■ **Supplied text**
He Said/She Said Reviews of Eat Pray Love
Full Disclosure: I have never read Eat, Pray, Love, nor have I had the desire to read Eat, Pray, Love. I really can’t explain why. Perhaps it’s because I felt it’s the epitome of the old Oprah She’s Come Undone Book Club. (You know the ones. Where every book is about a young woman struggling against adversity and discovering her sexuality — like older versions of Judy Blume novels. Are you there God? It’s me, The White Oleander Pilot’s Wife.)
And yet, I still looked forward to seeing the movie adaptation. Obviously, this had nothing to do with its source; it had all to do with its cast. Specifically, Julia Roberts. (Full Disclosure #2: I, rightly or wrongly, am a Roberts fan.)
For the 11 of you that haven’t read the book, the movie Eat Pray Love is about one woman’s search for personal happiness, love and acceptance. She, Liz Gilbert (Julia Roberts), divorces her husband (Billy Crudup), leaves the man (James Franco) she dates after the divorce, and flees the country. For a year she lives in Italy (Eat), then India (Pray), and then Bali (Love), looking for answers.
Along the way she meets a multinational, multicultural supporting cast of characters. And lots and lots of attractive men. In this world, the despondent Liz Gilbert is surrounded and adored by a smorgasbord of men. An international hot-man buffet. One actor exists in the movie (during Love) simply to bare his ass. On a moonlit beach.
Some sections of the movie do go on a bit too long (Pray), and others are over too quickly (Eat). But the director, Ryan Murphy (the creator of Glee and Nip/Tuck) keeps the story and the cast focused. Julia has her buoyant moments of being the smiley, laughy Julia. But overall, her’s is a much more restrained and distant performance. Richard Jenkins is superb. Javier Bardem is manly. Billy Crudup steals every one of his scenes. And James Franco is squinty.
My only true problem with the movie is the script. Though Liz calls someone out for speaking in bumper stickers, bumper-sticker lines fill the script. Like “the only thing more impossible than leaving, is staying.” Or, “ruin is a gift. Ruin is the road to transformation.” These clunky new-agey slogans simply stick out and break the narrative flow. Additionally, they provide fodder for critics — those who simply cannot see how a successful, attractive woman could be unhappy with her situation. When speaking in aphorisms, it makes the personal journey of self-discovery and self-exploration, which in itself is an ego-centric endeavor, to seem even more prideful and pretentious.

■ **Information provided**

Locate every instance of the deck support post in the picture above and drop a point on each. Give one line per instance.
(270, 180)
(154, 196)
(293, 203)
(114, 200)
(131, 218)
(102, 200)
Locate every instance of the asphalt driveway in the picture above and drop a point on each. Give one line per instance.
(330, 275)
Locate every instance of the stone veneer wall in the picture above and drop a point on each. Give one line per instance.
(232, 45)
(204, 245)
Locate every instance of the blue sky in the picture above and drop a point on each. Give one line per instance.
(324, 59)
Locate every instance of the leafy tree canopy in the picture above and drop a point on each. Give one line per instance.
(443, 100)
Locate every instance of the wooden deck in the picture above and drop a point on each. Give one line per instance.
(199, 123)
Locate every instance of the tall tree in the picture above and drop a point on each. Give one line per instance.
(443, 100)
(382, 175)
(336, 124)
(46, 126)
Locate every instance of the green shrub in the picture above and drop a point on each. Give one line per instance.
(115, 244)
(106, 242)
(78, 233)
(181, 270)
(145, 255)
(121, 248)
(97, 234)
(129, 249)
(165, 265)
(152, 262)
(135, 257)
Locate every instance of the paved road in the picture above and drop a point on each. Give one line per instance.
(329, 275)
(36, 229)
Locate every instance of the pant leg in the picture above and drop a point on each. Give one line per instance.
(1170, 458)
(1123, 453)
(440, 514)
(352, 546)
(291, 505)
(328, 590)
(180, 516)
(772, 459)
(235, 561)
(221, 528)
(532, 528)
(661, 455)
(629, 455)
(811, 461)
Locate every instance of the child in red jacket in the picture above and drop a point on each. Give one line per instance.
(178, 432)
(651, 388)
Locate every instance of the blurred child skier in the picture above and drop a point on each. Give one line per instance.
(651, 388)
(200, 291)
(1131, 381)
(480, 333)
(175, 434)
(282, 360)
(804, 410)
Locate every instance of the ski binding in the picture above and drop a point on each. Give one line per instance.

■ **Set of tasks**
a – From the Eat Pray Love review above the listing, reproduce everything from "Along the way" down to "Franco is squinty.".
b – Answer these questions on the Eat Pray Love review:
(i) Who plays the husband Liz Gilbert divorces?
(ii) Who directed the movie?
(iii) What does the reviewer name as their only true problem with the movie?
c – Pick up the Eat Pray Love review after its last sentence and keep writing it.

■ **Task answers**
a –
Along the way she meets a multinational, multicultural supporting cast of characters. And lots and lots of attractive men. In this world, the despondent Liz Gilbert is surrounded and adored by a smorgasbord of men. An international hot-man buffet. One actor exists in the movie (during Love) simply to bare his ass. On a moonlit beach.
Some sections of the movie do go on a bit too long (Pray), and others are over too quickly (Eat). But the director, Ryan Murphy (the creator of Glee and Nip/Tuck) keeps the story and the cast focused. Julia has her buoyant moments of being the smiley, laughy Julia. But overall, her’s is a much more restrained and distant performance. Richard Jenkins is superb. Javier Bardem is manly. Billy Crudup steals every one of his scenes. And James Franco is squinty.

b –
(i) Billy Crudup
(ii) Ryan Murphy
(iii) The script

c –
While Eat Pray Love may not be everyone’s Three Cups of Tea (ba-dum bum), it definitely succeeds as a movie. It’s charming, honest, and has great performances and gorgeous settings. It also makes me want to read the book. Which for me, is proof of its success.
(Sorry about the Three Cups of Tea joke.)
Eat, Pray or Love? Hands down, Eat. I mean, come on, it’s about eating. Pasta. In Italy.
Best scene: Any scene involving Billy Crudup.
Best line: “All you American girls … want pasta and sausage.”
Should you take your boyfriend? I’m on the fence here. Despite the performances, it does spend a lot of time being a “feelings” movie.
My Grade: B
First, there’s this: There is not a man in this movie whom you do not love at least a little. A sincere, suffering husband (played by hot Billy Crudup). An immature but intriguing boyfriend (played by hot James Franco). And the soulful leading man (played by hot, hot Javier Bardem). The movie is more than this — there are great performances, and absolutely beautiful cinematography. But in a film that could have just been about Julia Roberts and her laugh, the men offer some of the best moments. Julia does well, of course, but she’s even more fun to watch because of the cast around her, who seem barely to be acting.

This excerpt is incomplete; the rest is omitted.